- _Source document_:
=-=-=
With respect to the second question, the Court held that the notice-prejudice rule applies to the insured’s failure to comply with a policy provision requiring it to obtain the insurer’s consent before incurring pollution-related expenses covered by the policy. As with other notice requirements, the failure to obtain consent will excuse coverage if it prejudices the insurer by “meaningfully increas[ing]” remediation costs or hampering the insurer’s subrogation rights.” But the insurer is precluded from obtaining what the Court deemed a windfall in the event the insured’s failure to obtain consent causes no harm to the insurer. The Court noted an important limitation on the rule, however. With respect to third-party policies, prejudice is presumed because consent is necessary to protect the insurer’s “paramount” right to control the defense and settlement of claims.
The dispute in this case arose under an insurance policy that Pitzer College purchased from Indian Harbor covering legal and remediation expenses resulting from pollution conditions discovered during the policy period. The policy contained two relevant provisions implicating the questions certified by the Ninth Circuit: (i) a provision requiring Pitzer to obtain Indian Harbor’s consent before incurring any pollution-related expenses; and (ii) a choice-of-law clause providing that New York law governed any dispute concerning coverage. While New York has a statutory notice-prejudice rule (N.Y. Ins. L. 3420(a)(5)), it only applies to policies issued or delivered in New York. As Pitzer’s policy was neither issued nor delivered in New York, the policy was governed by New York common law, which imposes a strict no-prejudice rule, setting up a conflict between New York and California law.
While the California Supreme Court’s answers to the certified questions may seem straightforward, their application to these facts was not. Indian Harbor argued that prejudice was presumed because the policy provided third-party coverage, given that remediation expenses are a form of legal liability under environmental laws. Pitzer, on the other hand, argued that it provided first-party coverage because coverage is triggered by the insured’s own discovery of the happening of an event, rather than a claim by a third party. The California Supreme Court left it to the Ninth Circuit to apply the answers it provided to the certified questions applied to these facts.
=-=-=
- _Recorded information_:

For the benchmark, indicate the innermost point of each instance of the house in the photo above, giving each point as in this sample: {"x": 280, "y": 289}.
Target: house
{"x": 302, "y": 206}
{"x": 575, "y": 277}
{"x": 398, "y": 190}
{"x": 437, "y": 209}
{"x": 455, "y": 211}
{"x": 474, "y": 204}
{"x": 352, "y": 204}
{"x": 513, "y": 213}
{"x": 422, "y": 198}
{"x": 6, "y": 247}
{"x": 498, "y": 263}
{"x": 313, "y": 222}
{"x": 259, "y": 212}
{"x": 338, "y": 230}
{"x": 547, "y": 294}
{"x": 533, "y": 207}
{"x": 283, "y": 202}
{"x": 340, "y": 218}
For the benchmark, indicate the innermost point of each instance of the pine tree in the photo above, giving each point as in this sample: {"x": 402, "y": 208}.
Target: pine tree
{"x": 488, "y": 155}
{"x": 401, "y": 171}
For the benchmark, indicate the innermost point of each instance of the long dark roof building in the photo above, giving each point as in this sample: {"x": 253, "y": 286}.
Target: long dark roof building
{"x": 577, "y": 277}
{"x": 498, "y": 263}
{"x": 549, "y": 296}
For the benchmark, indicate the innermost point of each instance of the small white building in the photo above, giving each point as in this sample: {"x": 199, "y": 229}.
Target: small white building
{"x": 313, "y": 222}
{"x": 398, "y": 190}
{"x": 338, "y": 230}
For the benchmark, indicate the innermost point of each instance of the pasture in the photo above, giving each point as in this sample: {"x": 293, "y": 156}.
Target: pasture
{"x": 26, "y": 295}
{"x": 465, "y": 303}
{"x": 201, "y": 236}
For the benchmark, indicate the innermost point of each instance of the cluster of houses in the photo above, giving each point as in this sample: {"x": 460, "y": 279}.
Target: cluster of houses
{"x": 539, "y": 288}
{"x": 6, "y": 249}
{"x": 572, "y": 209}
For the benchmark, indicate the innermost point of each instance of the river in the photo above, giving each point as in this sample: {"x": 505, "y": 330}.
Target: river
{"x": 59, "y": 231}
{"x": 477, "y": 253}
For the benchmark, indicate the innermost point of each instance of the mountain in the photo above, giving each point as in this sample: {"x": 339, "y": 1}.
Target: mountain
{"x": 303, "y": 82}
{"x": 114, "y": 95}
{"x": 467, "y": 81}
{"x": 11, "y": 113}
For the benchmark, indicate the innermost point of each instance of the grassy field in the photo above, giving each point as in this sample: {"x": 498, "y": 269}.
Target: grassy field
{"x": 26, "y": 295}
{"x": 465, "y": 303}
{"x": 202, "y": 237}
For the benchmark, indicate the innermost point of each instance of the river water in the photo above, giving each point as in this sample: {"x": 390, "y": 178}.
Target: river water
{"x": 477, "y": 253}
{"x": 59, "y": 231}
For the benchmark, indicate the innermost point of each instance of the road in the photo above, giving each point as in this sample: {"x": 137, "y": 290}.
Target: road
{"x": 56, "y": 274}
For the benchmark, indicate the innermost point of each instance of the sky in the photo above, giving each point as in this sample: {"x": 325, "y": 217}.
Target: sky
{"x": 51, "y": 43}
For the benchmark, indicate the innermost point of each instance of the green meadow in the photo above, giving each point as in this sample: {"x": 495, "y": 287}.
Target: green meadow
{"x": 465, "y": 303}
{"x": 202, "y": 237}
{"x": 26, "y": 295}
=-=-=
- _Challenge_: Write the next part of the piece on the insurance coverage dispute between Pitzer College and Indian Harbor, starting right after its final sentence.

- _Reply to the task_:
The Ninth Circuit, in turn, remanded to the district court to determine: (1) whether California had a materially greater interest than New York in determining the coverage issue, in which case California’s notice-prejudice rule would apply; (2) if California law applied, whether the policy provided first- or third-party coverage; and (3) if the policy provided first-party coverage, whether the insurer suffered any prejudice from Pitzer’s delayed notice, which would justify the denial of coverage.
“Securities Claim” does not include claims for breach of fiduciary duty, unlawful payment of dividends, or fraudulent transfer.
In re Verizon Ins. Coverage Appeals, — A.3d –, 2019 WL 5616263 (Del. Oct. 31, 2019).
In Verizon, the Delaware Supreme Court addressed whether claims by a spun-off corporate subsidiary against its director and its former parent company for breach of fiduciary duty, unlawful payment of dividends, and fraudulent transfer were covered “Securities Claims” under an executive and organizational liability policy.
The underlying claims at issue arose following Verizon’s divestiture and spinoff of certain businesses into a company called Idearc. After Idearc entered bankruptcy, its trustee sued Verizon and Idearc’s director, alleging violations of fraudulent transfer statutes, payment of unlawful dividends in violation of Delaware General Corporation Law, and common-law claims for breach of fiduciary duty and promoter liability. Although Verizon and the director prevailed in the litigation, Verizon incurred $48 million in defense costs defending itself and the director. Verizon sought coverage for these defense costs.
The policy defined “Securities Claims” as those “[a]lleging a violation of any federal, state, local or foreign regulation, rule or statute regulating securities (including, but not limited to, the purchase or sale or offer or solicitation of an offer to purchase or sell securities).” The Court held that, as a matter of law, the claims at issue did not fall within the definition of “Securities Claims.” Such claims were limited to those alleging violations of laws, rules, or regulations specifically directed toward securities.
None of the claims at issue met that test. The fiduciary duty claims involved common-law duties rather than regulations, rules, or statutes specifically focused on actions involving securities. The claims for unlawful distribution of dividends involved statutes regulating the payment of dividends to protect against the payments resulting in insolvency. The fraudulent transfer statutes were designed to prevent debtors from moving assets (whether or not securities) beyond the reach of creditors. Because these claims were not “Securities Claims,” the policies did not cover Verizon’s defense costs.
Exclusion barred all claims for asbestos exposure in the course of employment, regardless of whether claimant was employed by the insured.
R.T. Vanderbilt Co., Inc. v. Hartford Accident & Indem. Co., 216 A.3d 629 (Conn. 2019).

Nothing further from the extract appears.